Document extract:
======

One last thought about Saskatchewan. My officemate M informs me that he and his buddies were on a US roadtrip and his friend needed a passport to buy a drink in Arkansas, because the barman insisted his driver's license was fake, because, "There's no such place as Saskatchewan." I can sympathize, because how many Canucks can even spell Saskatchewan and claiming that it's a giant rectangle in the middle of the country is unlikely to be convincing. However, there's added irony here, since the barman was from a place called "Arkansas" mysteriously pronounced "arc-and-saw"... I mean, give me a break.

This wasn't even what I meant to post at all.

Poor cold-addled brain. I seem to have finally got the evil cold Di brought home from F&L's cutie pie kids/walking germballs, especially N, the monkeybaby.

Yeah, I just wanted to complain about having a cold, and maybe mention the rain and the new computer weirdness. I got this new computer at work and now, webpages don't update unless you press refresh. So I posted the giant pink bunny thread and wanted to post something else and I couldn't figure out why LJ kept telling me "update successful" instead of offering me a chance to write more. I can't believe this took me a week to figure out. I'll blame the cold.

I think it's just about time to walk home and snuggle with the cats for three days. Happy weekend folks.

Friday, September 16, 2005

Dr Bongosnat!

CONGRATULATIONS TO DR. JILL!!

My friend Jill has survived living the epic novel known as her doctoral thesis (which she commonly described as the "sh!t sandwich"). No more continents uplifting to Mars! No more tuition! I'm not sure if the "sh!t sandwich" refers to writing the thesis itself, the miasma of PhD committee politics or is a vivid yet crude metaphor for the viscous layer in her geodynamic models of basin formation. Jill is a fabulous, funny, caring, sensitive person, with tremendous mathematical ability, a tendancy towards seasickness (good thing she's a theorist), more patience than she even recognizes, a soft heart for teaching students (aka "punks", "binkstugs", etc.) and a very interesting relationship with words. ;) Jill can spell words much much more accurately and quickly than I and has a huge vocabulary but an incredibly amusing aptitude for spoonerisms and coining new and bizarre, yet strangely intuitive words. My personal favorite (in honour of her Ph.D.) is:
"I'm turd even though I have a chordle-neck on"

======

The data:
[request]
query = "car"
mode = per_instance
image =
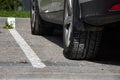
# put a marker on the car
(82, 20)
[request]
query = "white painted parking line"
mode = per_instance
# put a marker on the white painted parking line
(31, 55)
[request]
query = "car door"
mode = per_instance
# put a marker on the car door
(45, 5)
(57, 5)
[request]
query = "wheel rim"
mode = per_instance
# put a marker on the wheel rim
(68, 22)
(33, 13)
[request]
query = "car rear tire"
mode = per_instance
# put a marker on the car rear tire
(78, 44)
(38, 25)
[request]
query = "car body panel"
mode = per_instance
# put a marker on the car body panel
(94, 12)
(46, 6)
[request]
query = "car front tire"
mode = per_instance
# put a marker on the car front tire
(78, 44)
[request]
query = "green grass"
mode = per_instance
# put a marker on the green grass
(20, 14)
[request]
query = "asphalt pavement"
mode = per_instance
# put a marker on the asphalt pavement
(17, 61)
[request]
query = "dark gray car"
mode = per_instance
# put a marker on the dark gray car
(82, 20)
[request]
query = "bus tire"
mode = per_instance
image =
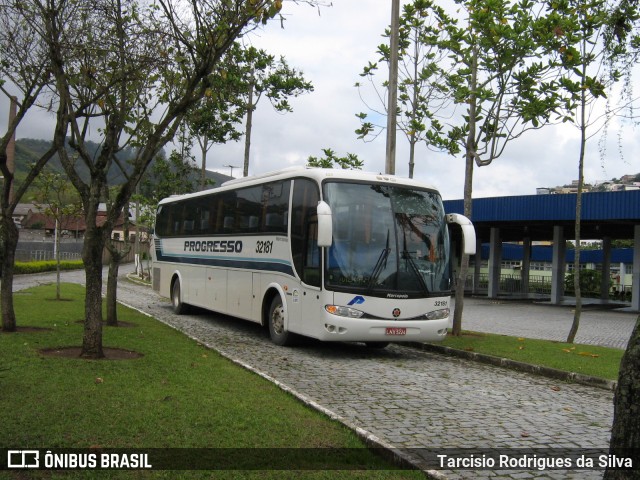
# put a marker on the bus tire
(277, 320)
(179, 307)
(378, 345)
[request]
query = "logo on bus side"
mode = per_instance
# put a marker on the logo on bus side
(356, 300)
(228, 246)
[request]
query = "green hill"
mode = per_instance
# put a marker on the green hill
(29, 150)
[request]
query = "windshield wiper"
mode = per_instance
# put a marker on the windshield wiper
(407, 256)
(380, 264)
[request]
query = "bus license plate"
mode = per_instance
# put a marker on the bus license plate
(396, 331)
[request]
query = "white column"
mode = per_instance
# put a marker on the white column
(635, 277)
(526, 265)
(558, 265)
(495, 263)
(606, 268)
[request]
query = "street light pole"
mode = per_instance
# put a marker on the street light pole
(390, 163)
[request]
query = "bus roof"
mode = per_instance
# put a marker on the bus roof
(318, 174)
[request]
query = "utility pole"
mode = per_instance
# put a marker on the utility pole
(11, 146)
(390, 163)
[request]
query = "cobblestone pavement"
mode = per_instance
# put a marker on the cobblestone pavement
(410, 399)
(598, 326)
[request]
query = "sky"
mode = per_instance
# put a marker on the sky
(331, 46)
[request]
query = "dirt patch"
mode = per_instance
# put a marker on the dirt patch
(120, 324)
(74, 352)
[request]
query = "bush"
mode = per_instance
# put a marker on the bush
(46, 266)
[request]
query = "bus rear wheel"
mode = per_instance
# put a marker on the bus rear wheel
(176, 298)
(277, 321)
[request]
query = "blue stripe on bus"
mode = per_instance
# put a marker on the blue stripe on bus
(243, 263)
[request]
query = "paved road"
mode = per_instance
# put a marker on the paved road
(407, 399)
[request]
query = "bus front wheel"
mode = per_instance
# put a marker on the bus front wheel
(277, 321)
(176, 298)
(377, 345)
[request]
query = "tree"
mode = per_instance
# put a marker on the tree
(25, 68)
(504, 84)
(214, 119)
(134, 70)
(273, 78)
(423, 94)
(579, 30)
(57, 198)
(331, 160)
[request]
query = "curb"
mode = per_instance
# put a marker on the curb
(518, 366)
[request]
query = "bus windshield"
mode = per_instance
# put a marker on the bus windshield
(387, 241)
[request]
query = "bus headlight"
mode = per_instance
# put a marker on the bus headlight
(437, 314)
(343, 311)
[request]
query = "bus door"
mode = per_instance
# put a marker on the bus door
(303, 299)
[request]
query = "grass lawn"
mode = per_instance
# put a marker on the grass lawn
(177, 395)
(601, 362)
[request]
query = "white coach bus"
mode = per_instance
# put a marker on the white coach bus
(335, 255)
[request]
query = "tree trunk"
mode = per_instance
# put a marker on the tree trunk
(248, 127)
(576, 262)
(464, 259)
(9, 239)
(470, 155)
(625, 433)
(94, 243)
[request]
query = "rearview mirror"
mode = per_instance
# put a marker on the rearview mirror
(325, 225)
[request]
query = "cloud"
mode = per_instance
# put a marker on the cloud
(331, 48)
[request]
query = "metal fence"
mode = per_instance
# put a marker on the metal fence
(510, 284)
(41, 251)
(39, 255)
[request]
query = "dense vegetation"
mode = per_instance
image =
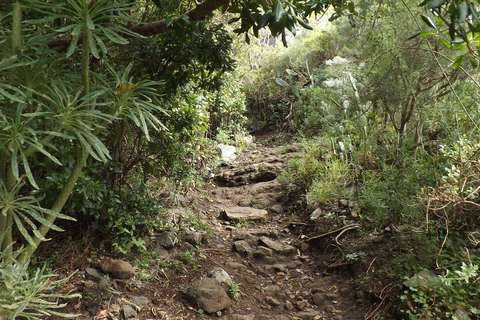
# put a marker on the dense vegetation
(102, 100)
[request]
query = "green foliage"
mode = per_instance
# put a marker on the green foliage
(188, 257)
(234, 290)
(131, 217)
(329, 182)
(456, 290)
(26, 293)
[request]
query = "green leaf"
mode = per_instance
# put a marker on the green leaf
(281, 82)
(101, 44)
(458, 62)
(179, 31)
(168, 22)
(451, 30)
(28, 172)
(11, 96)
(462, 12)
(435, 3)
(420, 35)
(291, 72)
(474, 63)
(158, 3)
(304, 24)
(284, 38)
(295, 92)
(90, 24)
(23, 231)
(14, 164)
(266, 18)
(77, 30)
(186, 20)
(113, 36)
(446, 43)
(277, 11)
(93, 47)
(429, 21)
(73, 45)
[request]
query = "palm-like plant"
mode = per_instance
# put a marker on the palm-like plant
(36, 112)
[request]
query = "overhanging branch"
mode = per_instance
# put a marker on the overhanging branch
(61, 42)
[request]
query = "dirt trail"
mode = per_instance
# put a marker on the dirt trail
(280, 275)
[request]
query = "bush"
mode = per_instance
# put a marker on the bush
(26, 293)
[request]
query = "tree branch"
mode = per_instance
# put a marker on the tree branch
(61, 42)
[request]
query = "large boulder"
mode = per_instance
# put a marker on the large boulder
(207, 294)
(245, 214)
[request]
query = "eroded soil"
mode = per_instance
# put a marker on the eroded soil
(313, 281)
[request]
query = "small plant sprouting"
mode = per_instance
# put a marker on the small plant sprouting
(234, 290)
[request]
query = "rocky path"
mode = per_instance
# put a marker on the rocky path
(252, 242)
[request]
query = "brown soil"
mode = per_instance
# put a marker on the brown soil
(316, 281)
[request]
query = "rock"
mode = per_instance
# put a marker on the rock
(332, 296)
(360, 294)
(343, 203)
(277, 246)
(278, 267)
(242, 246)
(245, 214)
(272, 301)
(330, 308)
(117, 268)
(272, 290)
(257, 172)
(235, 265)
(166, 239)
(247, 236)
(93, 273)
(320, 299)
(277, 208)
(239, 317)
(288, 305)
(222, 277)
(461, 314)
(194, 237)
(264, 200)
(264, 251)
(115, 308)
(227, 153)
(308, 315)
(295, 264)
(302, 304)
(248, 140)
(140, 300)
(304, 246)
(160, 251)
(207, 295)
(129, 312)
(425, 281)
(316, 214)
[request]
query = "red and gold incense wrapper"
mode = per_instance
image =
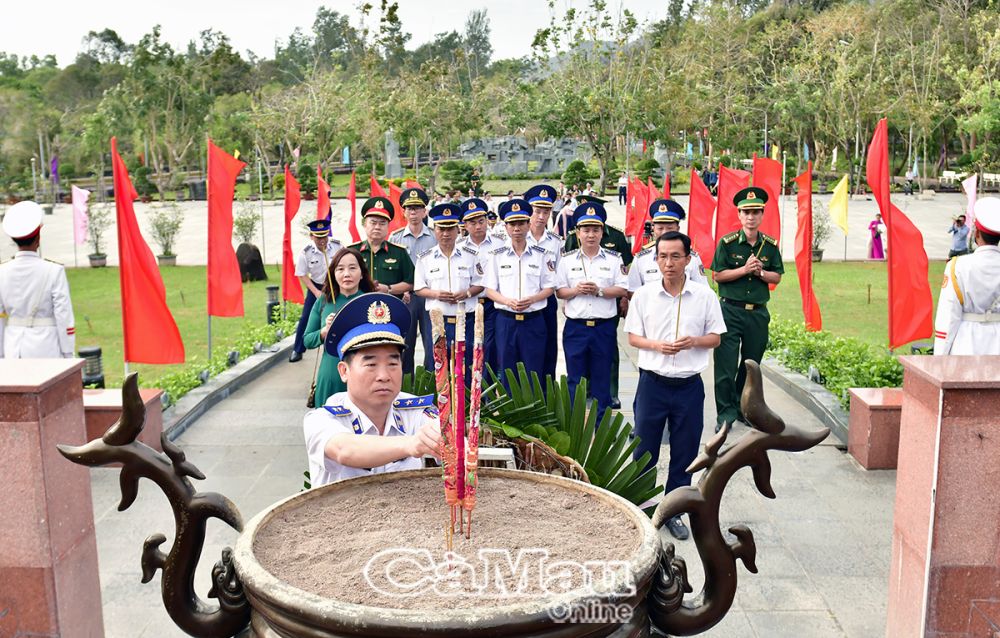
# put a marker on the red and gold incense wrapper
(442, 369)
(459, 400)
(472, 440)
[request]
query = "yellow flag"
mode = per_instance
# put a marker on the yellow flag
(838, 204)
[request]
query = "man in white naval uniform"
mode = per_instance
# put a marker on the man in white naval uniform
(36, 314)
(666, 215)
(372, 428)
(968, 314)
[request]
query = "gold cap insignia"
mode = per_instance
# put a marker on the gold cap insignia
(378, 312)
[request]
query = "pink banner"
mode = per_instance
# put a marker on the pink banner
(80, 197)
(969, 186)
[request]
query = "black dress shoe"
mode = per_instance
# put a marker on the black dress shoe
(677, 528)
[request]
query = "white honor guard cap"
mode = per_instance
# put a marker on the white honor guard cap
(23, 220)
(987, 215)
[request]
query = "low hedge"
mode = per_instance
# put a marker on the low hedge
(842, 362)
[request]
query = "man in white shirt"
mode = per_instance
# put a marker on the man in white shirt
(36, 313)
(591, 279)
(475, 219)
(447, 276)
(666, 216)
(968, 314)
(520, 279)
(312, 269)
(675, 323)
(371, 428)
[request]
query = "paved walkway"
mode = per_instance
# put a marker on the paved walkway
(823, 547)
(931, 216)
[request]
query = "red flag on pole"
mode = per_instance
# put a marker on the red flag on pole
(291, 289)
(149, 332)
(352, 196)
(911, 305)
(701, 211)
(803, 251)
(731, 181)
(767, 175)
(399, 219)
(322, 194)
(225, 284)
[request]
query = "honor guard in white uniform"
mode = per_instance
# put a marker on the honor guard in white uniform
(541, 198)
(520, 278)
(475, 219)
(312, 269)
(591, 279)
(666, 215)
(372, 428)
(448, 276)
(36, 314)
(968, 314)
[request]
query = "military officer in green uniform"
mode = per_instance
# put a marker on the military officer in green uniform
(745, 262)
(613, 239)
(388, 264)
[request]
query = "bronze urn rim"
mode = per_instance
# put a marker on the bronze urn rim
(267, 591)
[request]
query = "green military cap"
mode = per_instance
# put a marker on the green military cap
(751, 197)
(378, 206)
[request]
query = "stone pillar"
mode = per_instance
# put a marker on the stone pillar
(49, 582)
(945, 573)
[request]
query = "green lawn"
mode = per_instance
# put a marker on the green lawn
(97, 305)
(843, 293)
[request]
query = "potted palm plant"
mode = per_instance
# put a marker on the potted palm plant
(165, 223)
(98, 223)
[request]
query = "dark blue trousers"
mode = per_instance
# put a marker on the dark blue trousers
(679, 406)
(300, 329)
(518, 341)
(551, 314)
(590, 351)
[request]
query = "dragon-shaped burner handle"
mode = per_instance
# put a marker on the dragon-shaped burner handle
(192, 510)
(668, 610)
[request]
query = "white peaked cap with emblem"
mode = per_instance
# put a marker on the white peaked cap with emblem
(22, 220)
(987, 215)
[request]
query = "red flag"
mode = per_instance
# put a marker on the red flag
(225, 284)
(731, 181)
(150, 334)
(399, 219)
(322, 194)
(653, 193)
(352, 196)
(803, 251)
(291, 289)
(910, 302)
(767, 175)
(701, 210)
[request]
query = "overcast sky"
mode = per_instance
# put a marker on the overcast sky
(58, 26)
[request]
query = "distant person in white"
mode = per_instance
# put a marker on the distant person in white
(675, 323)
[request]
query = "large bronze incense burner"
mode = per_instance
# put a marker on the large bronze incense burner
(251, 599)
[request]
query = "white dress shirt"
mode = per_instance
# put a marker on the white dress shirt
(518, 277)
(604, 269)
(343, 417)
(454, 273)
(311, 261)
(656, 314)
(645, 270)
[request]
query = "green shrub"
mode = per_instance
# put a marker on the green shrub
(842, 362)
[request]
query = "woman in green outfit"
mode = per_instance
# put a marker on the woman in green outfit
(348, 278)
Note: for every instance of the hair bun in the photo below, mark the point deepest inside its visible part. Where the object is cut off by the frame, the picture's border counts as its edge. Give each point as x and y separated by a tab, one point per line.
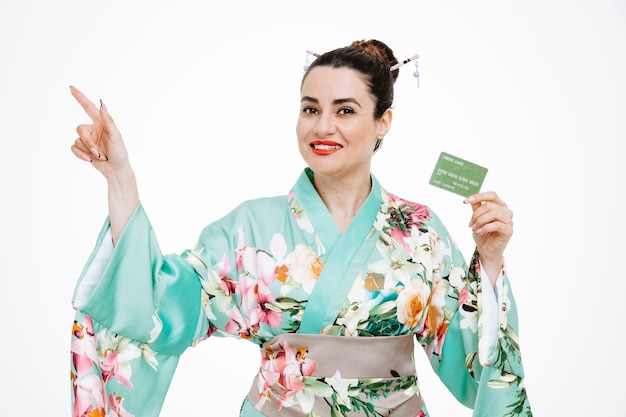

======

Work order: Rewrite the part of the blog entry starting at "This wasn't even" and ending at "N, the monkeybaby.", with "monkeybaby" changed to "little monkey". Work only from the blog entry.

Result of this task:
This wasn't even what I meant to post at all.

Poor cold-addled brain. I seem to have finally got the evil cold Di brought home from F&L's cutie pie kids/walking germballs, especially N, the little monkey.